Some records:
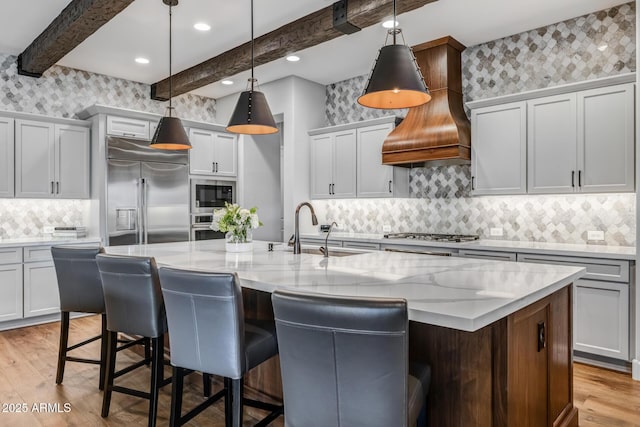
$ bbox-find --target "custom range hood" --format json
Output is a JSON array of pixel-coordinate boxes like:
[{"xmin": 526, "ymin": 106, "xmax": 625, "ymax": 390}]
[{"xmin": 382, "ymin": 37, "xmax": 471, "ymax": 167}]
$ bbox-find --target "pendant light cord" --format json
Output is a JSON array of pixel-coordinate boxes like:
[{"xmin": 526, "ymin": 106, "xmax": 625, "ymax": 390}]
[
  {"xmin": 251, "ymin": 0, "xmax": 254, "ymax": 92},
  {"xmin": 169, "ymin": 4, "xmax": 173, "ymax": 117}
]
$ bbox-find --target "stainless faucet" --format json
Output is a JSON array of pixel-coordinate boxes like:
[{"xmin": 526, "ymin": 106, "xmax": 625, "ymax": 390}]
[
  {"xmin": 320, "ymin": 221, "xmax": 338, "ymax": 258},
  {"xmin": 289, "ymin": 202, "xmax": 318, "ymax": 254}
]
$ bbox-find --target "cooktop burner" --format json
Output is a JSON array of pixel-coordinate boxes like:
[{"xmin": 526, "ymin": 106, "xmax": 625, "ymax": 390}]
[{"xmin": 384, "ymin": 233, "xmax": 478, "ymax": 242}]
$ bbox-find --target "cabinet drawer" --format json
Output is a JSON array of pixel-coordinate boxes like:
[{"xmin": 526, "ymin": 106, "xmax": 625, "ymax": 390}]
[
  {"xmin": 518, "ymin": 254, "xmax": 629, "ymax": 283},
  {"xmin": 107, "ymin": 116, "xmax": 149, "ymax": 139},
  {"xmin": 0, "ymin": 248, "xmax": 22, "ymax": 264},
  {"xmin": 342, "ymin": 242, "xmax": 380, "ymax": 251},
  {"xmin": 458, "ymin": 249, "xmax": 516, "ymax": 261},
  {"xmin": 23, "ymin": 245, "xmax": 53, "ymax": 262}
]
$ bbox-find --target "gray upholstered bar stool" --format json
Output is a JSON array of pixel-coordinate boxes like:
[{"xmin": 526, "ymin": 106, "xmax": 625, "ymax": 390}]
[
  {"xmin": 159, "ymin": 267, "xmax": 283, "ymax": 427},
  {"xmin": 51, "ymin": 246, "xmax": 107, "ymax": 390},
  {"xmin": 96, "ymin": 254, "xmax": 171, "ymax": 426},
  {"xmin": 272, "ymin": 291, "xmax": 430, "ymax": 427}
]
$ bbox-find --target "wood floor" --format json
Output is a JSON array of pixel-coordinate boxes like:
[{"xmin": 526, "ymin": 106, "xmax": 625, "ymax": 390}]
[{"xmin": 0, "ymin": 316, "xmax": 640, "ymax": 427}]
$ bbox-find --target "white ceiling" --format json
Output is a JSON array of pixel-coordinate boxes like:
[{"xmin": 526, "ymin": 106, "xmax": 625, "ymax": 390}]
[{"xmin": 0, "ymin": 0, "xmax": 627, "ymax": 98}]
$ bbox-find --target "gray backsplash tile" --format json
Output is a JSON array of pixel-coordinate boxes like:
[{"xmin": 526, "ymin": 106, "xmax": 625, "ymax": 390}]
[{"xmin": 322, "ymin": 2, "xmax": 636, "ymax": 246}]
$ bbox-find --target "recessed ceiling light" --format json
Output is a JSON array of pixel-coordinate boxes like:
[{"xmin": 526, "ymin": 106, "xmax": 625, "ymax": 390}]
[
  {"xmin": 193, "ymin": 22, "xmax": 211, "ymax": 31},
  {"xmin": 382, "ymin": 19, "xmax": 400, "ymax": 28}
]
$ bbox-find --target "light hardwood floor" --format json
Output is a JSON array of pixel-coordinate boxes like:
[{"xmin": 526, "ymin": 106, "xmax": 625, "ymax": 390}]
[{"xmin": 0, "ymin": 316, "xmax": 640, "ymax": 427}]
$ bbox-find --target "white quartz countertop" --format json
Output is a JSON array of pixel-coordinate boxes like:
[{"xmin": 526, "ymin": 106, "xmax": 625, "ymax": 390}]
[
  {"xmin": 300, "ymin": 232, "xmax": 636, "ymax": 260},
  {"xmin": 0, "ymin": 237, "xmax": 100, "ymax": 248},
  {"xmin": 106, "ymin": 240, "xmax": 584, "ymax": 332}
]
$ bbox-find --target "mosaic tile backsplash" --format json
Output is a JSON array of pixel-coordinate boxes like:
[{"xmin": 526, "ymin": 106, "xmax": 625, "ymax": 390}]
[
  {"xmin": 0, "ymin": 199, "xmax": 89, "ymax": 239},
  {"xmin": 0, "ymin": 54, "xmax": 215, "ymax": 122},
  {"xmin": 313, "ymin": 194, "xmax": 636, "ymax": 246}
]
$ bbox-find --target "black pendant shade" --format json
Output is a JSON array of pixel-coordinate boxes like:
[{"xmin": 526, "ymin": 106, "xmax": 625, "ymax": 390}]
[
  {"xmin": 151, "ymin": 116, "xmax": 191, "ymax": 150},
  {"xmin": 358, "ymin": 44, "xmax": 431, "ymax": 109},
  {"xmin": 227, "ymin": 90, "xmax": 278, "ymax": 135}
]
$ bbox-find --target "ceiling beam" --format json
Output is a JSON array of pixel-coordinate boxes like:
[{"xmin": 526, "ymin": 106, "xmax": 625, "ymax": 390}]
[
  {"xmin": 18, "ymin": 0, "xmax": 134, "ymax": 77},
  {"xmin": 151, "ymin": 0, "xmax": 437, "ymax": 101}
]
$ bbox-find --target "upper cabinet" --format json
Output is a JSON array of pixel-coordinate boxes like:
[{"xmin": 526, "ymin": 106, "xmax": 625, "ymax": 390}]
[
  {"xmin": 469, "ymin": 76, "xmax": 635, "ymax": 195},
  {"xmin": 15, "ymin": 120, "xmax": 90, "ymax": 199},
  {"xmin": 471, "ymin": 102, "xmax": 527, "ymax": 195},
  {"xmin": 310, "ymin": 117, "xmax": 409, "ymax": 199},
  {"xmin": 189, "ymin": 128, "xmax": 238, "ymax": 177},
  {"xmin": 0, "ymin": 117, "xmax": 14, "ymax": 197}
]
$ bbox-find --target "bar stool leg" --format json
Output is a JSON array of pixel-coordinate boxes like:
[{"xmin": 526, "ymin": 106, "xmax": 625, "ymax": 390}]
[
  {"xmin": 56, "ymin": 311, "xmax": 69, "ymax": 384},
  {"xmin": 98, "ymin": 313, "xmax": 109, "ymax": 390},
  {"xmin": 101, "ymin": 331, "xmax": 118, "ymax": 418},
  {"xmin": 169, "ymin": 366, "xmax": 185, "ymax": 427}
]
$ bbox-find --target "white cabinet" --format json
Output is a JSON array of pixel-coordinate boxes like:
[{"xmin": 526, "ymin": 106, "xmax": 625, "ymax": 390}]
[
  {"xmin": 577, "ymin": 84, "xmax": 635, "ymax": 193},
  {"xmin": 356, "ymin": 123, "xmax": 409, "ymax": 197},
  {"xmin": 189, "ymin": 129, "xmax": 238, "ymax": 177},
  {"xmin": 15, "ymin": 120, "xmax": 90, "ymax": 199},
  {"xmin": 310, "ymin": 129, "xmax": 356, "ymax": 199},
  {"xmin": 0, "ymin": 117, "xmax": 14, "ymax": 197},
  {"xmin": 107, "ymin": 116, "xmax": 155, "ymax": 139},
  {"xmin": 527, "ymin": 84, "xmax": 635, "ymax": 194},
  {"xmin": 471, "ymin": 102, "xmax": 527, "ymax": 195}
]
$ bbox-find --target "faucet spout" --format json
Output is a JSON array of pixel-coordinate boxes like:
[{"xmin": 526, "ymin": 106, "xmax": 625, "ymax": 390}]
[{"xmin": 292, "ymin": 202, "xmax": 318, "ymax": 254}]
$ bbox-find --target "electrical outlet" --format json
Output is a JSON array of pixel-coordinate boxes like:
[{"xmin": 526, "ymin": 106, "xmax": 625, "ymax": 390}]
[
  {"xmin": 489, "ymin": 227, "xmax": 504, "ymax": 237},
  {"xmin": 587, "ymin": 230, "xmax": 604, "ymax": 242}
]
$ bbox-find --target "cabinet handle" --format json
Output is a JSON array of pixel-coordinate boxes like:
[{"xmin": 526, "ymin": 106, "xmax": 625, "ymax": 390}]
[{"xmin": 538, "ymin": 322, "xmax": 547, "ymax": 352}]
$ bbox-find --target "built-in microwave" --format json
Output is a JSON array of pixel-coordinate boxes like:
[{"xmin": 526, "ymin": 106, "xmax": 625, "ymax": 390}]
[{"xmin": 191, "ymin": 179, "xmax": 236, "ymax": 214}]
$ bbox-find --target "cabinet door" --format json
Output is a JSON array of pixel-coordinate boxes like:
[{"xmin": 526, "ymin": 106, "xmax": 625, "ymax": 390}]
[
  {"xmin": 527, "ymin": 93, "xmax": 578, "ymax": 194},
  {"xmin": 189, "ymin": 129, "xmax": 215, "ymax": 175},
  {"xmin": 573, "ymin": 279, "xmax": 629, "ymax": 361},
  {"xmin": 0, "ymin": 117, "xmax": 14, "ymax": 197},
  {"xmin": 16, "ymin": 120, "xmax": 55, "ymax": 199},
  {"xmin": 356, "ymin": 123, "xmax": 393, "ymax": 197},
  {"xmin": 331, "ymin": 129, "xmax": 356, "ymax": 198},
  {"xmin": 213, "ymin": 132, "xmax": 238, "ymax": 176},
  {"xmin": 309, "ymin": 134, "xmax": 334, "ymax": 199},
  {"xmin": 55, "ymin": 125, "xmax": 91, "ymax": 199},
  {"xmin": 471, "ymin": 102, "xmax": 527, "ymax": 195},
  {"xmin": 578, "ymin": 84, "xmax": 635, "ymax": 193},
  {"xmin": 0, "ymin": 264, "xmax": 22, "ymax": 322},
  {"xmin": 24, "ymin": 261, "xmax": 60, "ymax": 317}
]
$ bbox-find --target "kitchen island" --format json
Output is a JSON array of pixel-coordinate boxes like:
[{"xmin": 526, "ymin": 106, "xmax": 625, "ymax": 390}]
[{"xmin": 106, "ymin": 241, "xmax": 584, "ymax": 426}]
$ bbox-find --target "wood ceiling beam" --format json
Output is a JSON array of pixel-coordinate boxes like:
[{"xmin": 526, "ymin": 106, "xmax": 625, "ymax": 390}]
[
  {"xmin": 18, "ymin": 0, "xmax": 134, "ymax": 77},
  {"xmin": 151, "ymin": 0, "xmax": 437, "ymax": 101}
]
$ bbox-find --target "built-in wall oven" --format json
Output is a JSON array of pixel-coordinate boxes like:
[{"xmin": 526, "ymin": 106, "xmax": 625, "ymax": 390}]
[{"xmin": 191, "ymin": 179, "xmax": 235, "ymax": 241}]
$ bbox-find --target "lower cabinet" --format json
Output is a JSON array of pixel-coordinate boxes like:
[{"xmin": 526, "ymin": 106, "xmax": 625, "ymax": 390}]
[{"xmin": 24, "ymin": 261, "xmax": 60, "ymax": 317}]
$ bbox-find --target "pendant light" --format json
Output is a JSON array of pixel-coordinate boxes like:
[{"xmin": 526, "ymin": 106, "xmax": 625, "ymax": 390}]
[
  {"xmin": 227, "ymin": 0, "xmax": 278, "ymax": 135},
  {"xmin": 150, "ymin": 0, "xmax": 191, "ymax": 150},
  {"xmin": 358, "ymin": 0, "xmax": 431, "ymax": 109}
]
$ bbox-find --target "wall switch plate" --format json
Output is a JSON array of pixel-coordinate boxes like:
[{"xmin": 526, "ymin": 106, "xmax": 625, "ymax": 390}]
[
  {"xmin": 489, "ymin": 227, "xmax": 504, "ymax": 237},
  {"xmin": 587, "ymin": 230, "xmax": 604, "ymax": 242}
]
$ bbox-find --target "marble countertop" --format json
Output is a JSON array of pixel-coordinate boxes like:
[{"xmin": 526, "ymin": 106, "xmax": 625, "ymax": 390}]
[
  {"xmin": 300, "ymin": 232, "xmax": 636, "ymax": 260},
  {"xmin": 106, "ymin": 240, "xmax": 585, "ymax": 332},
  {"xmin": 0, "ymin": 236, "xmax": 100, "ymax": 248}
]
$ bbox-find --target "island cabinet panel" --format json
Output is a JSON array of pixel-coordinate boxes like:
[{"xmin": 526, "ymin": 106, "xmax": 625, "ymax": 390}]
[{"xmin": 409, "ymin": 286, "xmax": 578, "ymax": 427}]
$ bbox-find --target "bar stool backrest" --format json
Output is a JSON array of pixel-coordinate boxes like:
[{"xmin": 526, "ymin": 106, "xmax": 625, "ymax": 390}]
[
  {"xmin": 159, "ymin": 267, "xmax": 247, "ymax": 379},
  {"xmin": 272, "ymin": 291, "xmax": 408, "ymax": 427}
]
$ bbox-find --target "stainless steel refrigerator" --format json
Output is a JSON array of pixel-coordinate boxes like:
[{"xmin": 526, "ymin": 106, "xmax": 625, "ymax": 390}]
[{"xmin": 106, "ymin": 137, "xmax": 190, "ymax": 246}]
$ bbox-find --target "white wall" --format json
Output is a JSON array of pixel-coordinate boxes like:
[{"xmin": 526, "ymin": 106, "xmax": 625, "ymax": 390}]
[{"xmin": 216, "ymin": 76, "xmax": 326, "ymax": 240}]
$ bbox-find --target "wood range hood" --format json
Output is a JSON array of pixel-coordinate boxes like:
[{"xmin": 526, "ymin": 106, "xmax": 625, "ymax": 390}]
[{"xmin": 382, "ymin": 36, "xmax": 471, "ymax": 167}]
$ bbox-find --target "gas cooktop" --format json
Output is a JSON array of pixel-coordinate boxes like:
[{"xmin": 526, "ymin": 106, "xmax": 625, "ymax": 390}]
[{"xmin": 384, "ymin": 233, "xmax": 479, "ymax": 242}]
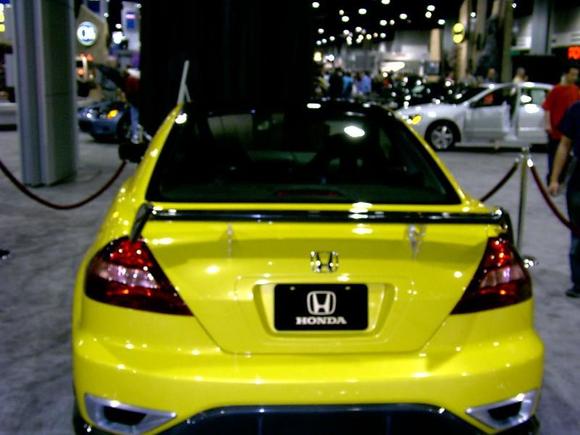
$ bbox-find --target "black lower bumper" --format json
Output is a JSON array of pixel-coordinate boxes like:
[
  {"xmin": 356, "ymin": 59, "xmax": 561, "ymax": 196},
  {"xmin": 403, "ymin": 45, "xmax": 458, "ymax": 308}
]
[{"xmin": 73, "ymin": 404, "xmax": 539, "ymax": 435}]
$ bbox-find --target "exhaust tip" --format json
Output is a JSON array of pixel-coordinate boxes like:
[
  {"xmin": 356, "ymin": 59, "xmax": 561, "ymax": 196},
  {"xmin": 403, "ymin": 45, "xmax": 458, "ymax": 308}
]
[
  {"xmin": 465, "ymin": 390, "xmax": 540, "ymax": 430},
  {"xmin": 85, "ymin": 394, "xmax": 176, "ymax": 434}
]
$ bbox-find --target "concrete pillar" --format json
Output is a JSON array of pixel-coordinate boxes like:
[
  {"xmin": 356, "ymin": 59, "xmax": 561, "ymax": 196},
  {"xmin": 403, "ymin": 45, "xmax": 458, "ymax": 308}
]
[
  {"xmin": 500, "ymin": 0, "xmax": 514, "ymax": 82},
  {"xmin": 14, "ymin": 0, "xmax": 78, "ymax": 186},
  {"xmin": 429, "ymin": 29, "xmax": 443, "ymax": 62},
  {"xmin": 455, "ymin": 0, "xmax": 471, "ymax": 80},
  {"xmin": 530, "ymin": 0, "xmax": 552, "ymax": 55}
]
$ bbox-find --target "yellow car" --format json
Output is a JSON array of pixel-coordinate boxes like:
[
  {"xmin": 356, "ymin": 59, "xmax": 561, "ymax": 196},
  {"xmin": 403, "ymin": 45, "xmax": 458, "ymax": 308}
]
[{"xmin": 73, "ymin": 101, "xmax": 543, "ymax": 435}]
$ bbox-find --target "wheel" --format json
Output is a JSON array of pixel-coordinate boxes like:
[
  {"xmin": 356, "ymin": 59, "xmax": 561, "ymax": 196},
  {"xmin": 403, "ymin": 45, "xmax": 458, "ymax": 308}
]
[
  {"xmin": 116, "ymin": 116, "xmax": 131, "ymax": 143},
  {"xmin": 425, "ymin": 122, "xmax": 459, "ymax": 150}
]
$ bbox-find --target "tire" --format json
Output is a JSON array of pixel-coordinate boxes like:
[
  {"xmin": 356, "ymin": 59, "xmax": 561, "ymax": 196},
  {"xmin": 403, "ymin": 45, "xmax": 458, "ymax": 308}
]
[{"xmin": 425, "ymin": 121, "xmax": 459, "ymax": 151}]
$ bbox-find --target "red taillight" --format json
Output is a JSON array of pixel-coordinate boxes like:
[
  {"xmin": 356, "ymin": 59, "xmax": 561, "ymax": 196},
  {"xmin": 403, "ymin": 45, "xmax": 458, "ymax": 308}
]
[
  {"xmin": 451, "ymin": 238, "xmax": 532, "ymax": 314},
  {"xmin": 85, "ymin": 237, "xmax": 192, "ymax": 316}
]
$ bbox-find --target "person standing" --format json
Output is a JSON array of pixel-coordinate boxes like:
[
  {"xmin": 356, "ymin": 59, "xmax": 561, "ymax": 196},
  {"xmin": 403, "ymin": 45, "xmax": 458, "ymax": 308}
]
[
  {"xmin": 512, "ymin": 67, "xmax": 528, "ymax": 85},
  {"xmin": 548, "ymin": 101, "xmax": 580, "ymax": 298},
  {"xmin": 542, "ymin": 66, "xmax": 580, "ymax": 182}
]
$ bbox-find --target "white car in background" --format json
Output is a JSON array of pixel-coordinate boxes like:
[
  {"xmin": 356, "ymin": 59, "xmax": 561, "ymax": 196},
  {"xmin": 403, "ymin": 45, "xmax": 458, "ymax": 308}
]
[{"xmin": 398, "ymin": 82, "xmax": 552, "ymax": 150}]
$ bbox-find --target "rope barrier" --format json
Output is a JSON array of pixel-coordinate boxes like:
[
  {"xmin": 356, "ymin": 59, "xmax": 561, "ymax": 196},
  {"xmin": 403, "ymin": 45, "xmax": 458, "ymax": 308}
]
[
  {"xmin": 0, "ymin": 160, "xmax": 127, "ymax": 210},
  {"xmin": 480, "ymin": 159, "xmax": 520, "ymax": 202},
  {"xmin": 528, "ymin": 160, "xmax": 580, "ymax": 237}
]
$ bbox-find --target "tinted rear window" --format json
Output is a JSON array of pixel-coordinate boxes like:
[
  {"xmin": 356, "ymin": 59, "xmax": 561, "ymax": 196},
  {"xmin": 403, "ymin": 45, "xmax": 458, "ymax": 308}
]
[{"xmin": 147, "ymin": 104, "xmax": 459, "ymax": 204}]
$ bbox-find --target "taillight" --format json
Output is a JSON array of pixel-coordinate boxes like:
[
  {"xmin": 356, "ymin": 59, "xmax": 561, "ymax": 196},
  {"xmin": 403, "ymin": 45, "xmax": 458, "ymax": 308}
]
[
  {"xmin": 85, "ymin": 237, "xmax": 192, "ymax": 316},
  {"xmin": 452, "ymin": 238, "xmax": 532, "ymax": 314}
]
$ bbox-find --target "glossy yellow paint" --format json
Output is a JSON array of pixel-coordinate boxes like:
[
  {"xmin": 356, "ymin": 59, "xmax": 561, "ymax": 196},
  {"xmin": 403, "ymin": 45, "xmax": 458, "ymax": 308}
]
[{"xmin": 73, "ymin": 107, "xmax": 543, "ymax": 433}]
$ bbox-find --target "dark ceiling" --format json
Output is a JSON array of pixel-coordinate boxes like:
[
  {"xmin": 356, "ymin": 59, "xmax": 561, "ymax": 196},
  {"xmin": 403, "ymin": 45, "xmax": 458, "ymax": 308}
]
[{"xmin": 310, "ymin": 0, "xmax": 533, "ymax": 46}]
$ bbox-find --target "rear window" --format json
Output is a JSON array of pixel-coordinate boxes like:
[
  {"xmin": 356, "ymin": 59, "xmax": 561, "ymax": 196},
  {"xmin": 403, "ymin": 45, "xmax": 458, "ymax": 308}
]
[{"xmin": 147, "ymin": 104, "xmax": 459, "ymax": 204}]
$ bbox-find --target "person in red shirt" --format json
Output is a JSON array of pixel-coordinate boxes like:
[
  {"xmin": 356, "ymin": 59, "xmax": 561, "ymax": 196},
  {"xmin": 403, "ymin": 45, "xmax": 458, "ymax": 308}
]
[{"xmin": 542, "ymin": 65, "xmax": 580, "ymax": 183}]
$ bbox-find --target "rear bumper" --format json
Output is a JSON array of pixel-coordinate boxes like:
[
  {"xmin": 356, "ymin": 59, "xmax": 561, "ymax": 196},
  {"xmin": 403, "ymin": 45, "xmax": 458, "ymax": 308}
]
[
  {"xmin": 74, "ymin": 331, "xmax": 543, "ymax": 434},
  {"xmin": 73, "ymin": 405, "xmax": 539, "ymax": 435}
]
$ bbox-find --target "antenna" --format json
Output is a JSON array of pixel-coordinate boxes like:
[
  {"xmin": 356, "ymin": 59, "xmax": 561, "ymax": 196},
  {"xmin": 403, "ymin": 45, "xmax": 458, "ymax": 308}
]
[{"xmin": 177, "ymin": 60, "xmax": 191, "ymax": 104}]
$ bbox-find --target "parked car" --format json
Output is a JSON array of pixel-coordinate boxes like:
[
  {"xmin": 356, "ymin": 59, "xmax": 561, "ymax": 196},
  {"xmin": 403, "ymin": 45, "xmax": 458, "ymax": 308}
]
[
  {"xmin": 399, "ymin": 82, "xmax": 552, "ymax": 150},
  {"xmin": 72, "ymin": 101, "xmax": 543, "ymax": 435},
  {"xmin": 383, "ymin": 80, "xmax": 457, "ymax": 110},
  {"xmin": 77, "ymin": 101, "xmax": 131, "ymax": 142}
]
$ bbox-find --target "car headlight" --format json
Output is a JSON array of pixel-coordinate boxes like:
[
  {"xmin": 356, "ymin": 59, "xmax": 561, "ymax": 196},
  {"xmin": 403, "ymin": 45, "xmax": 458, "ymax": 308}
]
[
  {"xmin": 405, "ymin": 113, "xmax": 423, "ymax": 125},
  {"xmin": 105, "ymin": 109, "xmax": 119, "ymax": 119}
]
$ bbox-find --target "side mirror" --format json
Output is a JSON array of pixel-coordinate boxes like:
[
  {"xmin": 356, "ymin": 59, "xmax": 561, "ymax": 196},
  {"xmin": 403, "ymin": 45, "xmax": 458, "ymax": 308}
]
[{"xmin": 119, "ymin": 141, "xmax": 148, "ymax": 163}]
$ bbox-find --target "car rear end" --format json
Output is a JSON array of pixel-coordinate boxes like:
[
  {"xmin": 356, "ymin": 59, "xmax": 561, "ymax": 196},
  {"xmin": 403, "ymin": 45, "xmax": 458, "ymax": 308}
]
[{"xmin": 73, "ymin": 103, "xmax": 543, "ymax": 434}]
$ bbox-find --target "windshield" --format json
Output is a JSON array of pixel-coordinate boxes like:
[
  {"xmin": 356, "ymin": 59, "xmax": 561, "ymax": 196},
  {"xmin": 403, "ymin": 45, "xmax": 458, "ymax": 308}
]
[
  {"xmin": 445, "ymin": 87, "xmax": 486, "ymax": 104},
  {"xmin": 147, "ymin": 103, "xmax": 459, "ymax": 204}
]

__GIVEN INSTRUCTION__. Count the lines in the records above that contain the string "bumper", treating uppercase and lowercase as different. Reply with the number only.

__RESPONSE TO THIS EXERCISE__. 2